### [OBJECTIF DE L'EXERCICE]
Recopiez à l'identique les lignes des enregistrements ci-dessous, en commençant par celle qui contient "Report the position of every instance of the white shirt" et en vous arrêtant après celle qui contient "pixel 319 164".

(Lignes d'un jeu de données de pointage)
==============================

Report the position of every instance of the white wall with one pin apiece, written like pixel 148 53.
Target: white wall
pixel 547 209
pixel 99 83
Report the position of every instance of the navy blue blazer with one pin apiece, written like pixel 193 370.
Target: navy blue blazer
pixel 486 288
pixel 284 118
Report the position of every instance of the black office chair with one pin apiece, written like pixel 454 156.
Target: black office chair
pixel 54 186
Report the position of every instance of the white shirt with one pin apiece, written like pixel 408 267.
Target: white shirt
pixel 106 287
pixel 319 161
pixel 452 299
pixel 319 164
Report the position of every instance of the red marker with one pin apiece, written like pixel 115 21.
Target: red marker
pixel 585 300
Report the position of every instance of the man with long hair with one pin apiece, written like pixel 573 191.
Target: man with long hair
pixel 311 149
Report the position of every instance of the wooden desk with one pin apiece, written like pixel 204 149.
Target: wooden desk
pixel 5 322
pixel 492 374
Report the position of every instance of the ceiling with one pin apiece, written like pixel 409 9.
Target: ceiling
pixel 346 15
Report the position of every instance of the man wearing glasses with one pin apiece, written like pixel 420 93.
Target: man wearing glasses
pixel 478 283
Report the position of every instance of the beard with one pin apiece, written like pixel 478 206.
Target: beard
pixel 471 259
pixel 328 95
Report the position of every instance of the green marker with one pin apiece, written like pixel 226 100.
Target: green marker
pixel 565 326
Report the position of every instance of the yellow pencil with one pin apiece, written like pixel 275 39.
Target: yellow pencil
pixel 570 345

==============================

### [RÉPONSE FINALE]
Report the position of every instance of the white shirt with one pin apiece, written like pixel 408 267.
Target: white shirt
pixel 106 287
pixel 319 161
pixel 452 299
pixel 319 164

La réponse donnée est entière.